** Task material **
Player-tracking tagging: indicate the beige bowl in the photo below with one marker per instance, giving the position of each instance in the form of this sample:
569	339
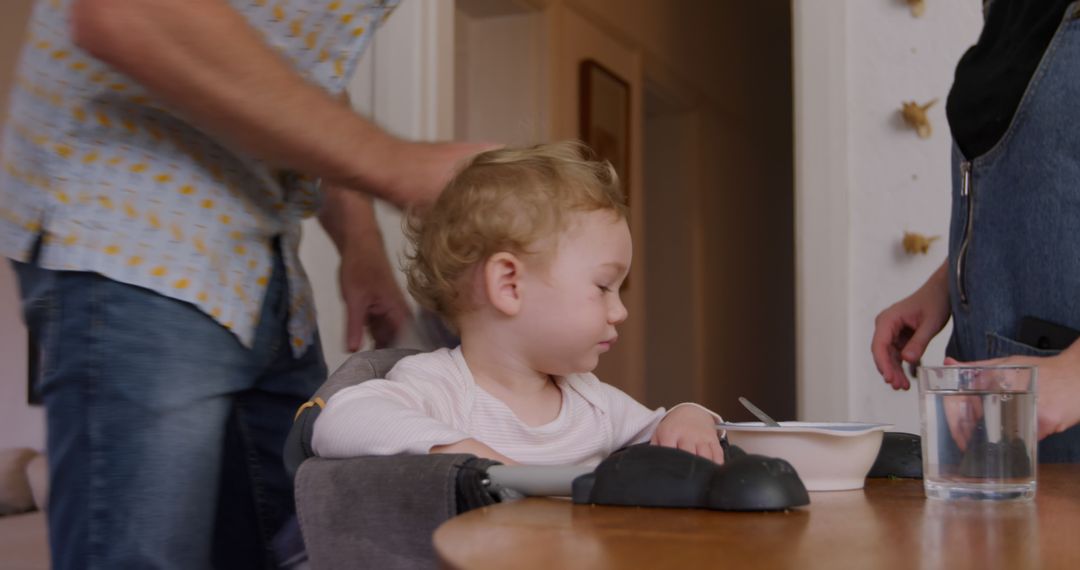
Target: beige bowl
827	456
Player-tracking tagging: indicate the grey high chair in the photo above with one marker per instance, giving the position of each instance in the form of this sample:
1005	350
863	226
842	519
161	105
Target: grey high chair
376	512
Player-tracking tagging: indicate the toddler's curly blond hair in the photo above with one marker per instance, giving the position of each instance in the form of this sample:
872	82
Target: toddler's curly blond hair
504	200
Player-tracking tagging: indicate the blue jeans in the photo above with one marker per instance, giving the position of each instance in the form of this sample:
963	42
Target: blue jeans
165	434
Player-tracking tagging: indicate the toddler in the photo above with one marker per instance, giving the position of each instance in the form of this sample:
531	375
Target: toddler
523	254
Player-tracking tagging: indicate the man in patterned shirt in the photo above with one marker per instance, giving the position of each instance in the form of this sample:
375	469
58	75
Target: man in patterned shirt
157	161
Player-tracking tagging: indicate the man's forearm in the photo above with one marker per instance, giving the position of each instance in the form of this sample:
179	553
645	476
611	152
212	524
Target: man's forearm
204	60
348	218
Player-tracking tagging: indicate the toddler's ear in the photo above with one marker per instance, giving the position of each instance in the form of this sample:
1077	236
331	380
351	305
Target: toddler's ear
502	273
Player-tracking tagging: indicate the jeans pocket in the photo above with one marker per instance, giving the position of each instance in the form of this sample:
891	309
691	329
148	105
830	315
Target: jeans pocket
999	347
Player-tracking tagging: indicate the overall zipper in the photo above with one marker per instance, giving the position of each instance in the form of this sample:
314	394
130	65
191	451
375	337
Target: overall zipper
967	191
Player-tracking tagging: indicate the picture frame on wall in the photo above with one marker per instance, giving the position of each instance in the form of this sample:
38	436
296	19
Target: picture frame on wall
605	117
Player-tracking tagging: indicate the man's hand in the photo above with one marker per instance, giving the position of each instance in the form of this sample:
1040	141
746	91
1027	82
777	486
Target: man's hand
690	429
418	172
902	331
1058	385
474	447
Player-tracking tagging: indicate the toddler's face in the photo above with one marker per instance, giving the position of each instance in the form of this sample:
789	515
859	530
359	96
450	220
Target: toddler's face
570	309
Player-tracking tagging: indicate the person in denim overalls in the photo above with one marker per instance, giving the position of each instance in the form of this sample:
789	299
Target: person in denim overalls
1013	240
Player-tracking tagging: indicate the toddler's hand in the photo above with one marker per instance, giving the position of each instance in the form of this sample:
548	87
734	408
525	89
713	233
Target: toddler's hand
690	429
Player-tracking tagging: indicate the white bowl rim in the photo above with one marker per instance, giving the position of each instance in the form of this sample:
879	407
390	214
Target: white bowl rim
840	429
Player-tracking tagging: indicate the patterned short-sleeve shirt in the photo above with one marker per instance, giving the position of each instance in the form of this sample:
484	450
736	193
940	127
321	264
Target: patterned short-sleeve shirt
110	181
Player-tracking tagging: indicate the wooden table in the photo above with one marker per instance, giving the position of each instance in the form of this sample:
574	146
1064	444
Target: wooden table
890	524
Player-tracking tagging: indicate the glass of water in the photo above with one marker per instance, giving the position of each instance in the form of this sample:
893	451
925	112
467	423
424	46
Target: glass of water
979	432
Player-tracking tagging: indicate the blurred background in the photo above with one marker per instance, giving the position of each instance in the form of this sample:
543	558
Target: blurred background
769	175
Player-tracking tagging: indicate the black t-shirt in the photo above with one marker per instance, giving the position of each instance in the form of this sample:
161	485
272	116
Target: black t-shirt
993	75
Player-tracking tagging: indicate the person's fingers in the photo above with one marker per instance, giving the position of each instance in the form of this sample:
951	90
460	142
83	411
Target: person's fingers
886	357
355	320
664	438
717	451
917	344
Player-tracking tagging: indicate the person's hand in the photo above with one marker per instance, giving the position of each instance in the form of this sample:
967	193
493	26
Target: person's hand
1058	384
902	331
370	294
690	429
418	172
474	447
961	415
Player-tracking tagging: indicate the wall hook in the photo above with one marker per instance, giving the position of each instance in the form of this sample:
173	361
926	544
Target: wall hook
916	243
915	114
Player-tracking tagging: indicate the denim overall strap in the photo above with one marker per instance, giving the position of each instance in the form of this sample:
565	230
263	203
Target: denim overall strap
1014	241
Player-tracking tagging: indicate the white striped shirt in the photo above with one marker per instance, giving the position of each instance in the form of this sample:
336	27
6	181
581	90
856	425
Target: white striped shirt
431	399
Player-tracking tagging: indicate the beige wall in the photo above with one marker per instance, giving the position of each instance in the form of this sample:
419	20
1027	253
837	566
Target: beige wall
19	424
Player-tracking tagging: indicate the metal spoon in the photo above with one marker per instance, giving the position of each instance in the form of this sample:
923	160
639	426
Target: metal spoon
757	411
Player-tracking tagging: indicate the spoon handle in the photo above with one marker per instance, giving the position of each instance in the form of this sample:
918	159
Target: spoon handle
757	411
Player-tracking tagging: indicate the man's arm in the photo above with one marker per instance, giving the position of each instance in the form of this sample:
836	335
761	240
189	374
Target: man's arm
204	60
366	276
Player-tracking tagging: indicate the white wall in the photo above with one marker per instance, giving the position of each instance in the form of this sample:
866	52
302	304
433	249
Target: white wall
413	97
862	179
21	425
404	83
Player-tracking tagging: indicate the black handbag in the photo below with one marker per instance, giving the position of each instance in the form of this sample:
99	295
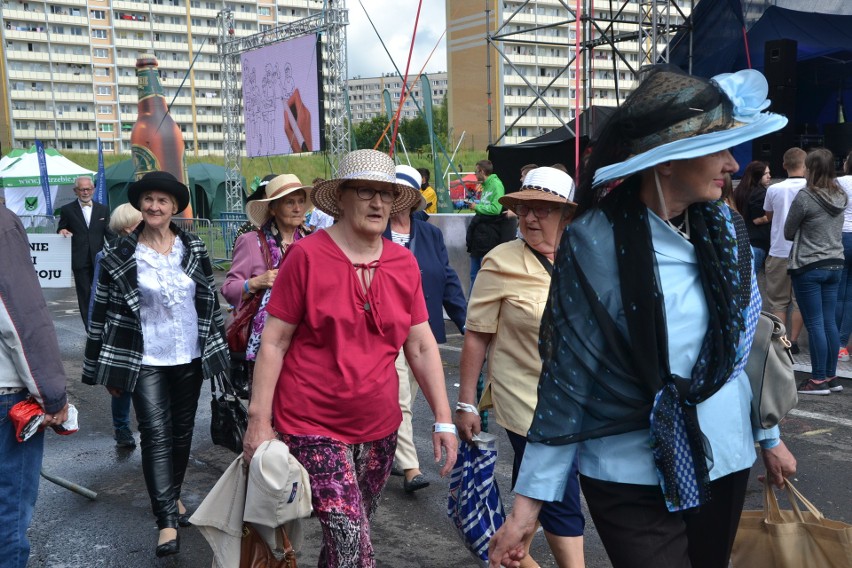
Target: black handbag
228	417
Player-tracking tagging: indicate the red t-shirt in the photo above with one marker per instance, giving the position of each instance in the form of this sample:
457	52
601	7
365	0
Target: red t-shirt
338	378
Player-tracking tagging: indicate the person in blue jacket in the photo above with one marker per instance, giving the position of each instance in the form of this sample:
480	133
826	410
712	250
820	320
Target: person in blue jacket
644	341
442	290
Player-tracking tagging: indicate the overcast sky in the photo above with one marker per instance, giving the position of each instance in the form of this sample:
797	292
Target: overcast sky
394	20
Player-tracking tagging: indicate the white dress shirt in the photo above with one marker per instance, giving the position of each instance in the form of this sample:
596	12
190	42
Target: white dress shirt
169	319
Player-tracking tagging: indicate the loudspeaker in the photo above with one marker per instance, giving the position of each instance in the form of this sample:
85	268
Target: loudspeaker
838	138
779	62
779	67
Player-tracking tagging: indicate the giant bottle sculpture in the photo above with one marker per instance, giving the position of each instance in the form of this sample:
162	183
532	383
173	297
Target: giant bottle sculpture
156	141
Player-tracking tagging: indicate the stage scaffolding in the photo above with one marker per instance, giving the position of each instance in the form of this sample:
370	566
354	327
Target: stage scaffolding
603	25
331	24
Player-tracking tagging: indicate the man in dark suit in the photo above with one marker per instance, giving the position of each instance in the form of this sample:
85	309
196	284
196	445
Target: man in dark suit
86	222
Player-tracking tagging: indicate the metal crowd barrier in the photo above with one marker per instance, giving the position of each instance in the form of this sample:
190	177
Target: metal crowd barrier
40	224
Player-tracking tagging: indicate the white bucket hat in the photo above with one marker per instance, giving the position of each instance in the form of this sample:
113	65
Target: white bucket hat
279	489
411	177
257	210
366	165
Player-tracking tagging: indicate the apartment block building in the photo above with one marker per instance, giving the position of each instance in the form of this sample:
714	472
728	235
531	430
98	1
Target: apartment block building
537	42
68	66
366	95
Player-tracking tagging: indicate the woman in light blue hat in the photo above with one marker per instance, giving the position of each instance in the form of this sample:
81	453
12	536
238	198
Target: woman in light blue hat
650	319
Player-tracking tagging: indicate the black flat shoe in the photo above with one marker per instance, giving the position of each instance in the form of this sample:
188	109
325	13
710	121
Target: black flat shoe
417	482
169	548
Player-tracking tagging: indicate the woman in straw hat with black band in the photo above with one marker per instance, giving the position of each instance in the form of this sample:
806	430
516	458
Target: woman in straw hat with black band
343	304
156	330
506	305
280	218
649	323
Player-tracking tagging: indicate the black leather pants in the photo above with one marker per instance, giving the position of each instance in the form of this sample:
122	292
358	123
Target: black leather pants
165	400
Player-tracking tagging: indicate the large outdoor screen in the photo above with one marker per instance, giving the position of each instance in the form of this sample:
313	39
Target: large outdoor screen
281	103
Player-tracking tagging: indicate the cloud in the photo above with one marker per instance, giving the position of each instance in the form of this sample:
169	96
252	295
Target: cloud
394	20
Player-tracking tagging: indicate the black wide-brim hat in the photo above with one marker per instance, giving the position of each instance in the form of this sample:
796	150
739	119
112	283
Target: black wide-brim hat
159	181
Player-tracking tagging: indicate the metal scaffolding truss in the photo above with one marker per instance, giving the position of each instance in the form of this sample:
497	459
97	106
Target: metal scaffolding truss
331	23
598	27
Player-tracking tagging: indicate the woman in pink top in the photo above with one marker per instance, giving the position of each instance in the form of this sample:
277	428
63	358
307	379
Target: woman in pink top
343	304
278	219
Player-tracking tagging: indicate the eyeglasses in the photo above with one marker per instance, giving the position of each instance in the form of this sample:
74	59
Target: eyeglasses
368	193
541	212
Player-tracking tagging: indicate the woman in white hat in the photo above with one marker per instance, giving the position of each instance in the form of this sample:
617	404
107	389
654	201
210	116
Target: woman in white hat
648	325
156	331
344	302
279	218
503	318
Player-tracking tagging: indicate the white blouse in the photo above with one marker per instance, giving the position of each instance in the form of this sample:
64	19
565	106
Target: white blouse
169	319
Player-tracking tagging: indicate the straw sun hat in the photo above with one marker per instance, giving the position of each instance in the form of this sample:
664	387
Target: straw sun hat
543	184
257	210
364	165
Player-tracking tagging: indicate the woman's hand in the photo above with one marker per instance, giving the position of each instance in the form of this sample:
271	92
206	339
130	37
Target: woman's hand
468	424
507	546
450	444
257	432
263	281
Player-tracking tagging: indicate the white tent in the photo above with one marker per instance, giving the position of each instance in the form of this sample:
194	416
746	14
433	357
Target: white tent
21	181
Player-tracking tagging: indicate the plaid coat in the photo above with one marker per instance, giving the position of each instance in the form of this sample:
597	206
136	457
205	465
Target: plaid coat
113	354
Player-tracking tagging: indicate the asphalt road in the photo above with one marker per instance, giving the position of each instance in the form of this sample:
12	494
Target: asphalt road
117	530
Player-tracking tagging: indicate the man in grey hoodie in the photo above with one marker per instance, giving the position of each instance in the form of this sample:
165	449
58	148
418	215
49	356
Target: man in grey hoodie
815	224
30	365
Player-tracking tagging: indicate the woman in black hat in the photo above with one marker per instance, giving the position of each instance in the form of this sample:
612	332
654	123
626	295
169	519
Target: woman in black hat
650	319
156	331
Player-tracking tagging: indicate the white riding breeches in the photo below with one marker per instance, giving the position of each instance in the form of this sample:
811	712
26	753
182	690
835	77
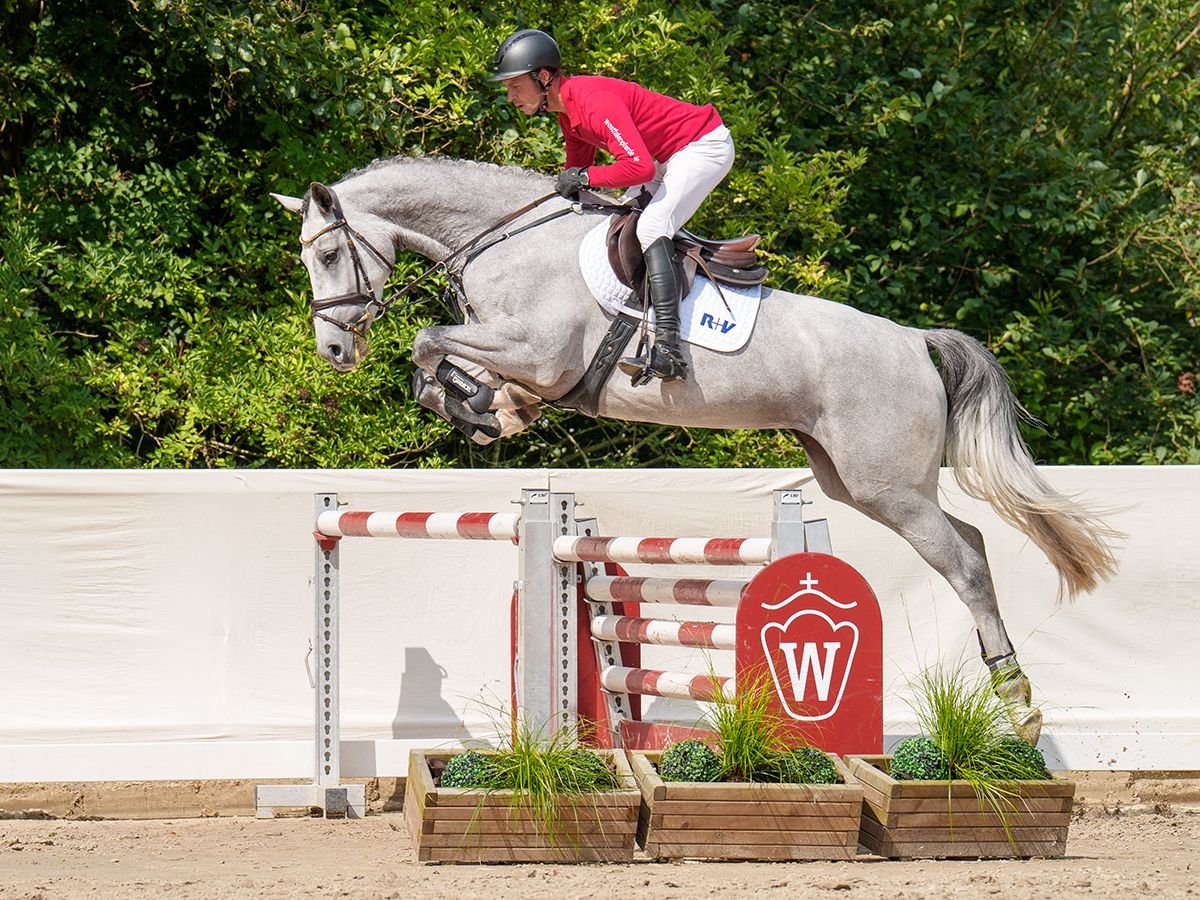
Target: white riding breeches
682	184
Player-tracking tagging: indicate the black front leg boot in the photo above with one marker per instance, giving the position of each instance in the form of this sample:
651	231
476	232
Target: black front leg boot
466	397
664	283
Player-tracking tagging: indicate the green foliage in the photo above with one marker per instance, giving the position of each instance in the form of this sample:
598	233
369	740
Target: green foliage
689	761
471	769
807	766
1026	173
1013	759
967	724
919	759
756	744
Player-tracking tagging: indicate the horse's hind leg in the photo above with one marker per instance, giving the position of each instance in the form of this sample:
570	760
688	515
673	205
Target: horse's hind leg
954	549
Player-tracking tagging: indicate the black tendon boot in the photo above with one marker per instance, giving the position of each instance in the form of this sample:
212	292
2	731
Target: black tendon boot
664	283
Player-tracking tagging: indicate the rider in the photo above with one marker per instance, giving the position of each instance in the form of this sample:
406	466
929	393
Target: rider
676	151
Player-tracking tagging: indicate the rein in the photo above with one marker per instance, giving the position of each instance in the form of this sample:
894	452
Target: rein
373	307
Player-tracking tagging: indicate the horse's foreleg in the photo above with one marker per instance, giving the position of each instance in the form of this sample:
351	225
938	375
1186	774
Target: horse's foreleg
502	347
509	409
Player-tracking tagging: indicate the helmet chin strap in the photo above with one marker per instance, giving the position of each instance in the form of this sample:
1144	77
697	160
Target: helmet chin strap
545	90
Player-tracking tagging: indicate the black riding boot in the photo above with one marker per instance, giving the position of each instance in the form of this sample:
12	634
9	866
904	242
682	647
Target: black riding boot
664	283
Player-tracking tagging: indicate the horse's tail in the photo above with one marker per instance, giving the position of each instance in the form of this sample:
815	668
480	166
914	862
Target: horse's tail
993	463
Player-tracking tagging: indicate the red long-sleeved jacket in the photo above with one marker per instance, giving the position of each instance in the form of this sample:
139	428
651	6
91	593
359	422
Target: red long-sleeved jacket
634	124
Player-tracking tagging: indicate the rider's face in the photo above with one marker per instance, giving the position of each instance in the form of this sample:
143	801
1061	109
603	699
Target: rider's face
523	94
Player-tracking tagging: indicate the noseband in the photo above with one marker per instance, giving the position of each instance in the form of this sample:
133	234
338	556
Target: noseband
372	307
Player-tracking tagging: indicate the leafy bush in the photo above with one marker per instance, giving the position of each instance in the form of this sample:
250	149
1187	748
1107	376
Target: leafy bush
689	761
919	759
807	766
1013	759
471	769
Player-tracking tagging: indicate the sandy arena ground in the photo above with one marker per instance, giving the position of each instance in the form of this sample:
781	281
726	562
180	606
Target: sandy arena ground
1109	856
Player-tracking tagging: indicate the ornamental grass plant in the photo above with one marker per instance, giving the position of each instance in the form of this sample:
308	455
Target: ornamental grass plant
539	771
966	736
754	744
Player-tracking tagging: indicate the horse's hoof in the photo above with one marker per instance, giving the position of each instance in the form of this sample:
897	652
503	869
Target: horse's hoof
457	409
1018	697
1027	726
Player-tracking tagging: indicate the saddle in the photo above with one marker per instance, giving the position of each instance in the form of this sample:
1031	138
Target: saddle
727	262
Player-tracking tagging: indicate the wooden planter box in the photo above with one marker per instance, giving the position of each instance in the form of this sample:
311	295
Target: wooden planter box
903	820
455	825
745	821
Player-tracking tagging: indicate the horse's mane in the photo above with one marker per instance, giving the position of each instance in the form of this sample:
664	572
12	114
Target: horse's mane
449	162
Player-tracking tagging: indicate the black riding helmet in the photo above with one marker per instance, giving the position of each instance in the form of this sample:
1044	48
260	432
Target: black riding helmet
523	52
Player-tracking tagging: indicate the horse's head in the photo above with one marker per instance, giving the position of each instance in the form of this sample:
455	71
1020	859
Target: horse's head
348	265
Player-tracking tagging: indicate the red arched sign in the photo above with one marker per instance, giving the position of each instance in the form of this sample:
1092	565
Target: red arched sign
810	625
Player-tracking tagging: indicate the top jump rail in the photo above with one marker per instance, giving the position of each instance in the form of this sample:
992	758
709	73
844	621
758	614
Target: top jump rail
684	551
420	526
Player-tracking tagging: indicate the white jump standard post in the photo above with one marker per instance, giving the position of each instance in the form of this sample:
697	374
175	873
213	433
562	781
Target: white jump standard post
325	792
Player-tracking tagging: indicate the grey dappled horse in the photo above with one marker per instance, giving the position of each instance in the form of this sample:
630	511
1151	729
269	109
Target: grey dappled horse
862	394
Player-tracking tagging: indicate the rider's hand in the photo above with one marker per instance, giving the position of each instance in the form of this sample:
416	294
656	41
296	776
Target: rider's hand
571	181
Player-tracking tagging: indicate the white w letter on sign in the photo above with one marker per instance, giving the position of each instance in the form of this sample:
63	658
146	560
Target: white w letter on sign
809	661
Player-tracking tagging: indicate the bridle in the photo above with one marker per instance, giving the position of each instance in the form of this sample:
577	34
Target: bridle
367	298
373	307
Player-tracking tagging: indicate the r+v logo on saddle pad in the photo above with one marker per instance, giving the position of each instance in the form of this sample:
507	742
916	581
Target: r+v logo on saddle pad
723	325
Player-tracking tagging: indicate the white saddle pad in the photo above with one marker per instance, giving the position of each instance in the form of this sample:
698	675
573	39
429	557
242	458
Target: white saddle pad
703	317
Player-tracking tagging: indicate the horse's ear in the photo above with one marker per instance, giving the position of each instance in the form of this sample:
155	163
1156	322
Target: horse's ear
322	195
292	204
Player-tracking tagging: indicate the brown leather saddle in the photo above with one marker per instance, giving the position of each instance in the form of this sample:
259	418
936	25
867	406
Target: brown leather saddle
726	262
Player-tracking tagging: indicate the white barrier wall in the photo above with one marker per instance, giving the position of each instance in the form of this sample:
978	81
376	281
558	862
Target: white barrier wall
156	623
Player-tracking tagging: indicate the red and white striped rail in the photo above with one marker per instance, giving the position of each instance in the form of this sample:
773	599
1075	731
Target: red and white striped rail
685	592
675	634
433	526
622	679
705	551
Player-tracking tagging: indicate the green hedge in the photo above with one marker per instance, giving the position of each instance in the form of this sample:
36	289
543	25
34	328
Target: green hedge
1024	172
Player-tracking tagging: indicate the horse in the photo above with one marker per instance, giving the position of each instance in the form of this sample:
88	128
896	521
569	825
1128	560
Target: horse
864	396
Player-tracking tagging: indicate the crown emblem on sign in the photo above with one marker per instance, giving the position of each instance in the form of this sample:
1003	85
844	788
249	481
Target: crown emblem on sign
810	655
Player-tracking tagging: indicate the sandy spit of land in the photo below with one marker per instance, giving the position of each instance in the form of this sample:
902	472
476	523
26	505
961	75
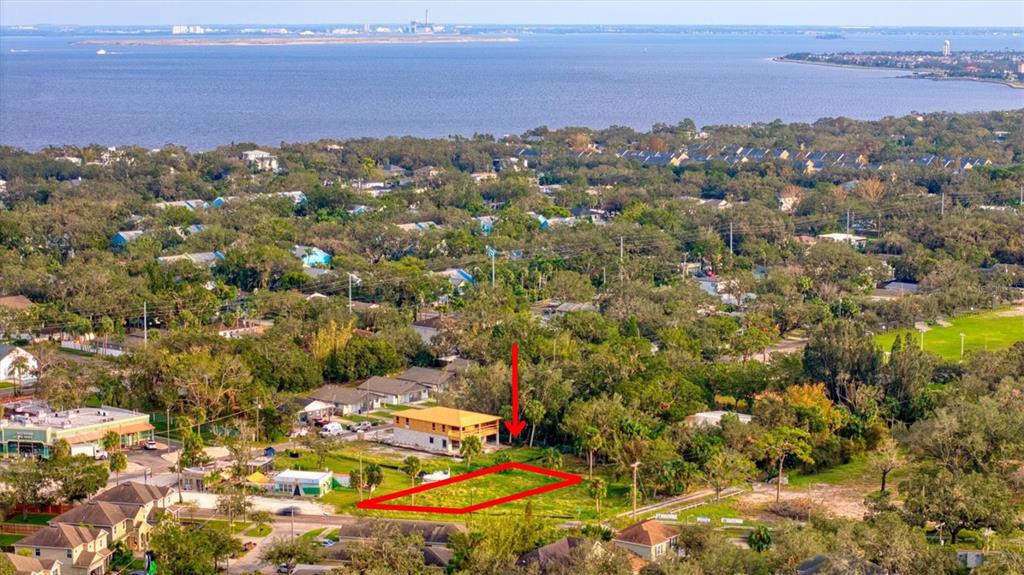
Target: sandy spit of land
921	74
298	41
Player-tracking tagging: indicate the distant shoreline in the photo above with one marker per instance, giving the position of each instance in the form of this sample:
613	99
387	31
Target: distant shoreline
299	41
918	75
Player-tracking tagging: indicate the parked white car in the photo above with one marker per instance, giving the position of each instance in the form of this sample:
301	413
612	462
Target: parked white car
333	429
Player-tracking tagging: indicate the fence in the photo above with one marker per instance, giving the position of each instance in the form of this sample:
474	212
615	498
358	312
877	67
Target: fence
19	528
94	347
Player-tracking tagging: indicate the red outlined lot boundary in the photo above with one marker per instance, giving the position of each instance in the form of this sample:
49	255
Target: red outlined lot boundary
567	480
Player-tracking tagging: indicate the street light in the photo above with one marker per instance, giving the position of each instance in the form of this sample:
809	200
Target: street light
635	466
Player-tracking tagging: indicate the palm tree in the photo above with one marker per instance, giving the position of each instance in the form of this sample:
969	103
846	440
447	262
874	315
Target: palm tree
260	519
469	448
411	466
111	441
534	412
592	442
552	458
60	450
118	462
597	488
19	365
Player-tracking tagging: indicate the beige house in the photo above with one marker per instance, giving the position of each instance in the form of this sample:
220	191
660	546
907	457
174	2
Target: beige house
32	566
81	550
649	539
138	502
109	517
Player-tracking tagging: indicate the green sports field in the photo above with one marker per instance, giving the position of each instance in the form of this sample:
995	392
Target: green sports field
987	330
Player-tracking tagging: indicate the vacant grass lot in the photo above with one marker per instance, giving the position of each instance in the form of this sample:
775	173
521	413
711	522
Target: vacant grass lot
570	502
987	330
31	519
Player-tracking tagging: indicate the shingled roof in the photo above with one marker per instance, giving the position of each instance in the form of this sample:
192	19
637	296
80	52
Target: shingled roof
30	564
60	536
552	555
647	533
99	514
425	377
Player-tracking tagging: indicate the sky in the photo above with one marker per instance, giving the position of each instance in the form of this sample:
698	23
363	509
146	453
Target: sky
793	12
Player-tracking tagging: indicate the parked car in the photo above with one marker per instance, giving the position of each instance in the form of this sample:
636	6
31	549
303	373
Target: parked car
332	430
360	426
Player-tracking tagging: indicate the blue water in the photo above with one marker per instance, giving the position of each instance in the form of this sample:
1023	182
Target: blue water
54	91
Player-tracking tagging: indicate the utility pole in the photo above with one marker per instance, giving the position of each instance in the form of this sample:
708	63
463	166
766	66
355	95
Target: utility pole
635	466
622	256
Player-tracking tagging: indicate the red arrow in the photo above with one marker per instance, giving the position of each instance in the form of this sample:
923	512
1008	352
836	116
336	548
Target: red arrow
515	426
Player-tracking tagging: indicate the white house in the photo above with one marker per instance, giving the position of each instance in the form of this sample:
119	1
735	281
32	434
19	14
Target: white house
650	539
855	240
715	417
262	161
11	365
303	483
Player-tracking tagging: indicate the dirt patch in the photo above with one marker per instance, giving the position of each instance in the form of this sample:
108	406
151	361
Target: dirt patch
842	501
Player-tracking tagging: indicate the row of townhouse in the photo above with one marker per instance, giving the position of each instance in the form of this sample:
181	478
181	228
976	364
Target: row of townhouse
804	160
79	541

** Exercise requirements **
Show the lines where the word "below" appears in the entries.

** Finished exercise **
Player-tracking tagging: indicate the beige bowl in the photo below with one marker per instance, giving the position of each instance in the form of this sample:
Player-tracking tagging: indicate the black handbag in the photo below with one marker per instance, giving the position of each instance in the form of this sample:
Player-tracking tagging: indicate the white riding breeches in the photo below with one marker per instance, giving the position of each instance in the form of this sample:
Player-tracking tagging: indicate the sandy spit of land in the photo below with one marker per instance, giving the position of each instance in the form of this sample:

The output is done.